— Start —

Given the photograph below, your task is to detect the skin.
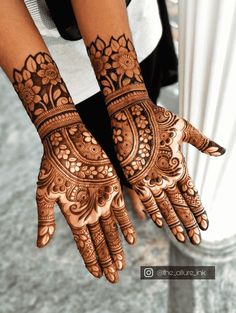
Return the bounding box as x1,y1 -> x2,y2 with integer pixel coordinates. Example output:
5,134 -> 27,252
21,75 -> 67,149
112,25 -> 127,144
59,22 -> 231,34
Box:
72,0 -> 225,244
0,0 -> 135,283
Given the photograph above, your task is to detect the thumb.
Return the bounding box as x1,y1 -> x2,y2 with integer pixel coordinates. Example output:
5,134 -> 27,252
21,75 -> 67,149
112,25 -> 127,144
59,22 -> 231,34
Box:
182,120 -> 225,156
36,187 -> 56,248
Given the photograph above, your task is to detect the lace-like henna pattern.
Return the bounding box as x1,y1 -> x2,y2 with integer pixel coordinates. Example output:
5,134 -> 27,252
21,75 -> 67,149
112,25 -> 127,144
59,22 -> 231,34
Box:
87,35 -> 224,244
13,53 -> 135,282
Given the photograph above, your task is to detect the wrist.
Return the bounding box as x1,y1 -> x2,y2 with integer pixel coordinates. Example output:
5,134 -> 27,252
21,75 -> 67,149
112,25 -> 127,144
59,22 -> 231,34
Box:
34,104 -> 81,141
13,52 -> 80,141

— End —

[Your instructions] Reproduce every one of the entries above word for word, omitting the picture.

[Response to the task]
Given the photograph below, your task is to detect the skin.
Return the bounding box as x1,y1 -> x2,y2 with integer pixel coordinates. Example output:
5,134 -> 27,252
21,75 -> 67,149
112,25 -> 127,144
59,22 -> 231,34
Box:
72,0 -> 225,244
0,0 -> 135,283
Given the photograph above, your task is to detect the thumb.
Return the bounding box as x1,y1 -> x2,y2 with integer pixel coordinates. Example output:
5,134 -> 27,252
21,75 -> 67,149
112,25 -> 127,144
59,22 -> 231,34
Box:
182,120 -> 225,156
36,187 -> 56,248
Given the photograph above, your task is to detect the lace-like henna pattern.
Return the bounding box as x1,y1 -> x2,y2 with integer pixel coordinates. Example output:
5,134 -> 27,252
21,75 -> 67,149
112,25 -> 127,144
59,22 -> 231,34
Box:
87,35 -> 224,244
13,53 -> 135,282
Given the photograph above, your task is to detect the wrist.
Return the bounding box as x1,y1 -> x2,y2 with integer pixel coordinates. Example output:
5,134 -> 27,252
21,75 -> 67,149
112,25 -> 127,144
59,22 -> 231,34
Box:
34,104 -> 81,141
13,52 -> 80,141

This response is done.